PROVIDED DATA:
(begin)

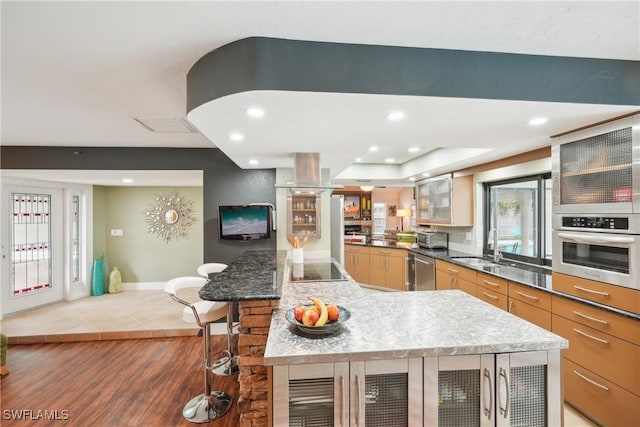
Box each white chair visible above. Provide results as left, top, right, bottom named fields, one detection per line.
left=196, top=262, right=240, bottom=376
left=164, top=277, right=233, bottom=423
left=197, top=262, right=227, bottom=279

(end)
(begin)

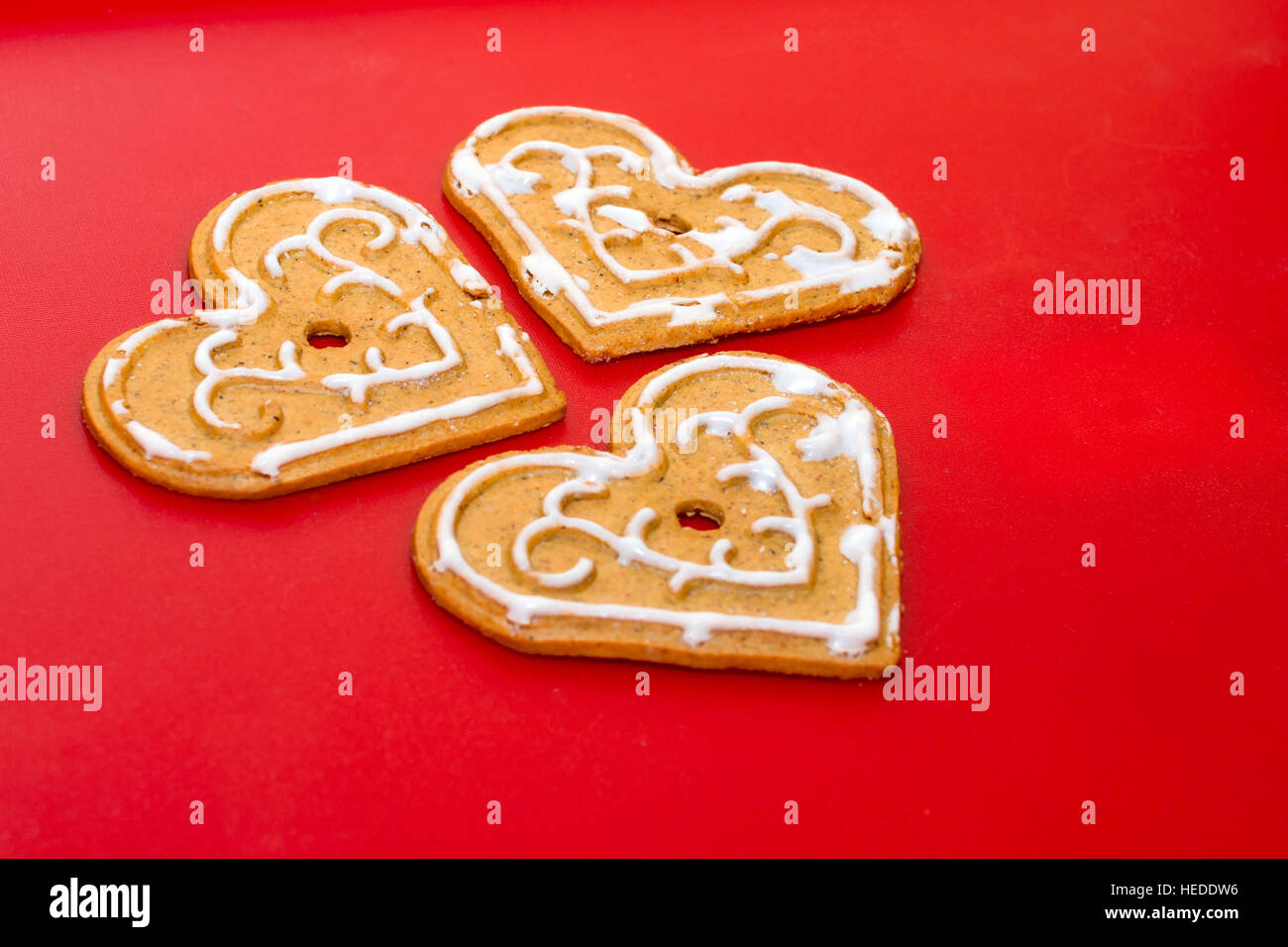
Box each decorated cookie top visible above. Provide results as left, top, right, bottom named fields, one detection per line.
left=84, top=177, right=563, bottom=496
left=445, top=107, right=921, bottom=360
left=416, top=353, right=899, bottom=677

(end)

GOAL OF THE EXERCISE: Copy the rows from the line containing "Box each decorated" through the line containing "left=416, top=353, right=899, bottom=677", putting "biscuit" in place of "cookie" and leaving everything else unchanged.

RIGHT ANSWER:
Box each decorated biscuit top visible above. Provide results as left, top, right, bottom named fields, one detection per line.
left=84, top=177, right=563, bottom=496
left=445, top=107, right=921, bottom=360
left=416, top=353, right=899, bottom=677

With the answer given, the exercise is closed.